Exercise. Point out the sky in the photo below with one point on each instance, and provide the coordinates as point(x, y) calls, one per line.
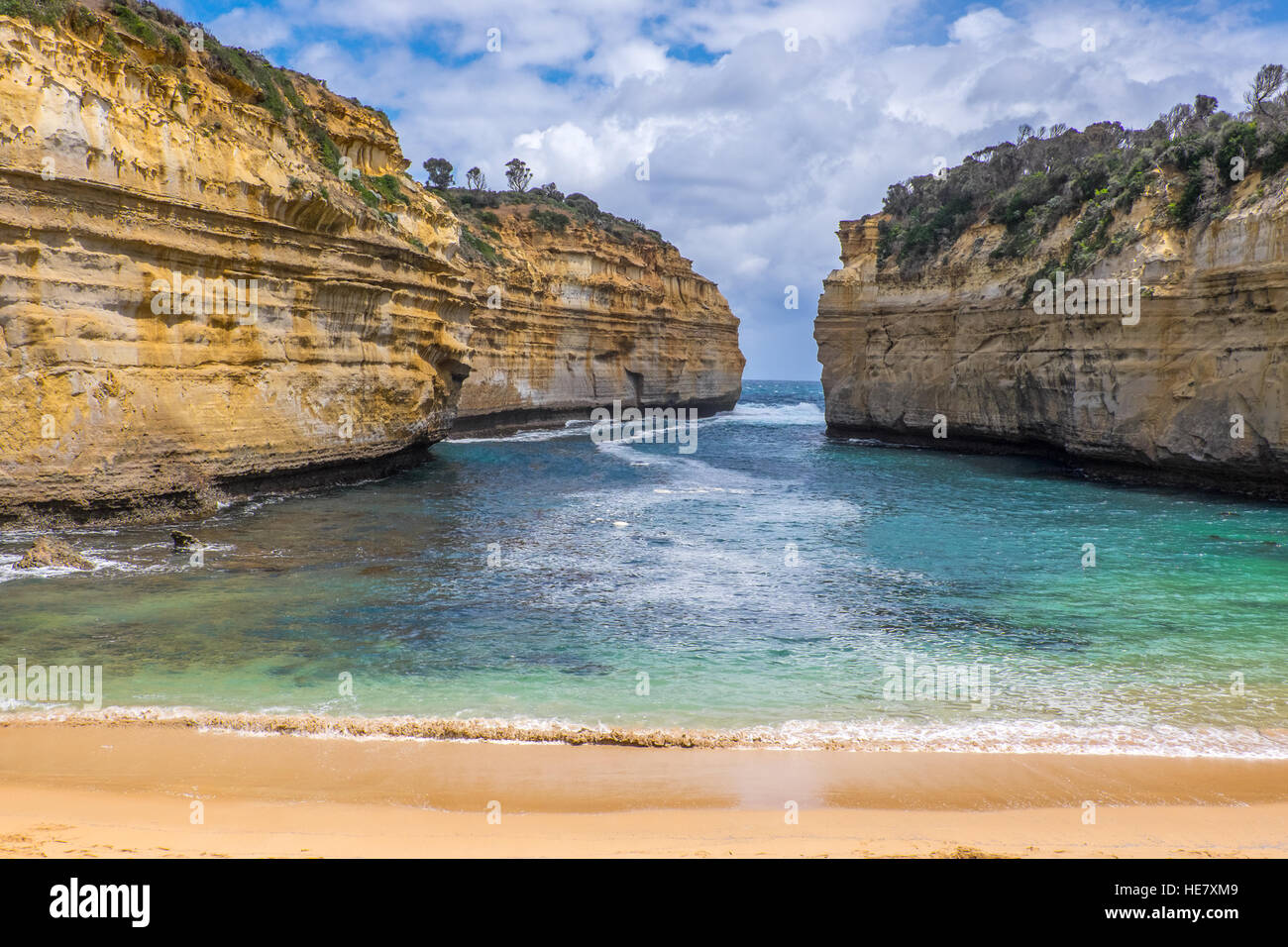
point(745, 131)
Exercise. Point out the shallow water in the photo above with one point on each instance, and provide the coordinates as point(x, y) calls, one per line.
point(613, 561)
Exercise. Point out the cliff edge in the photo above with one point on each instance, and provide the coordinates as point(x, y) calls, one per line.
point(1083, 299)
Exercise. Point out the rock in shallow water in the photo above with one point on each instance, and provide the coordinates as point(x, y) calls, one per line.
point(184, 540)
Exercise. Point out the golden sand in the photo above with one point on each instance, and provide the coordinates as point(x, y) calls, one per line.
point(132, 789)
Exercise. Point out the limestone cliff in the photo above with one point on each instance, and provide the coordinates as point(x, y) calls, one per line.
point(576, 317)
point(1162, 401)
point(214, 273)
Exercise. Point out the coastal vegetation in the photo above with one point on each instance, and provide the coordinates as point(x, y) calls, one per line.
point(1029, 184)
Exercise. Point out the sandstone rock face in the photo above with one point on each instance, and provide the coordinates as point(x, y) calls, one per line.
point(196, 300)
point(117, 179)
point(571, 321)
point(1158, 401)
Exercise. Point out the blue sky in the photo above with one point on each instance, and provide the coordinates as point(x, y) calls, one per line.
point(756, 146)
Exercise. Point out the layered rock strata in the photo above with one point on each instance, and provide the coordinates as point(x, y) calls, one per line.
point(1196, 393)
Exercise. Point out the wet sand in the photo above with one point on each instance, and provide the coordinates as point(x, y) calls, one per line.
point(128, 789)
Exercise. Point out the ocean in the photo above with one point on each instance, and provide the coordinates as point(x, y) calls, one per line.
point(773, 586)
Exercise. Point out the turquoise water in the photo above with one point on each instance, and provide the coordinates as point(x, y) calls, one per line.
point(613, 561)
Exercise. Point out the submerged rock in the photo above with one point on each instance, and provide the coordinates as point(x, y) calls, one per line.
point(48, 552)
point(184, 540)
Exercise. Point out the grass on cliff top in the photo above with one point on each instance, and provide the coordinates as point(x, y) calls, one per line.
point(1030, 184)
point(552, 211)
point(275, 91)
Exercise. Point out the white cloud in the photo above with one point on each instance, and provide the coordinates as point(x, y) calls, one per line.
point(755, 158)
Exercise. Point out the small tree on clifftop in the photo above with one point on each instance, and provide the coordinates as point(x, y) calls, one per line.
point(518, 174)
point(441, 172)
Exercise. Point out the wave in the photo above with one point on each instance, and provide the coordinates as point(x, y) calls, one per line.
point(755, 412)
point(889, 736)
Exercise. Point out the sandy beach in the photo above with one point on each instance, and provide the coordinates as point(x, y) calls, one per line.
++++++
> [Voer uit]
Schrijf alle regels hierboven woord voor woord over. Laat de afbeeldingen weg.

> [Uitwerking]
Exercise. Point out the sky in the photo below with one point on each instance, and provide the coordinates as point(x, y) calls, one per line.
point(745, 131)
Exercise. Point out the shallow water in the photo above with one point on each instance, and provide the coordinates as point(x, y) calls, one per line.
point(613, 561)
Exercise. Point out the cliff edge in the photo above with one point on each instance, and provide the coordinates as point(x, y) calls, one per line.
point(1083, 299)
Exercise. Point out the rock in shallow water in the photo above with one point on each instance, and provide the coordinates as point(x, y) calls, one per line.
point(184, 540)
Exercise. Point out the golden sand in the photo above with one point on each instance, and provide the coordinates as point(x, y) calls, one per line.
point(132, 789)
Exercise. Point out the limestone cliff in the photo above with one point on each instance, and provide the coordinates as point(x, y) calls, one per line.
point(576, 317)
point(1162, 401)
point(214, 273)
Exercise. Point out the coastal vegetation in the photo above with one point on each instance, and provide the coordinates as point(x, y) calls, one per line.
point(1029, 184)
Exercise. Point out the sandstone rock face in the photo above with one point on each instance, and provide the coordinates as point(x, y) calls, one per line.
point(196, 300)
point(117, 179)
point(571, 321)
point(1158, 401)
Exercise. Point out the blue sky in the photo above with one point on each instance, and provide the coordinates as point(x, y) calls, one per line.
point(756, 146)
Exercise. Point out the layered rock strata in the photo above with one point on each instance, and provide the coordinates as point(x, y) calls, one per line.
point(1196, 393)
Exercise. Point out the wet sand in the photo above with one point on each instance, and provide the coordinates as point(x, y) calls, one per line.
point(128, 789)
Exercise. Point out the ocean in the photo above with one point on each instance, and provide the coordinates as point(x, y) calls, one per line.
point(773, 586)
Exercise. Point out the turquoise water in the photo above with one point on each instance, and provide the coordinates as point(x, y) calls, one per line.
point(613, 561)
Exercise. Point out the submerged rock in the photo above with one point on each instance, and provide the coordinates as point(x, y) calls, one per line.
point(48, 552)
point(184, 540)
Exercise. Point out the grass on cliff top in the photo above with one point on each instance, and provide the coordinates as point(x, y) calls, one per line.
point(1030, 184)
point(552, 211)
point(275, 91)
Exercise. Point out the white cloud in the photo above with one point on each instance, and provide the coordinates as point(x, y) calls, one per line.
point(755, 158)
Exercise. Point out the small tree on clifftop in the photo above with one point on each instance, and provide the coordinates as point(x, y) calls, one per line.
point(518, 174)
point(441, 172)
Exercise. Point out the wave in the photo above with one point on each instance, and provide the coordinates as point(x, y) calls, one per line.
point(755, 412)
point(889, 736)
Exercise. Point out the sandy beach in the photo above with one point on each instance, and provide the coordinates as point(x, y) calls, one per line.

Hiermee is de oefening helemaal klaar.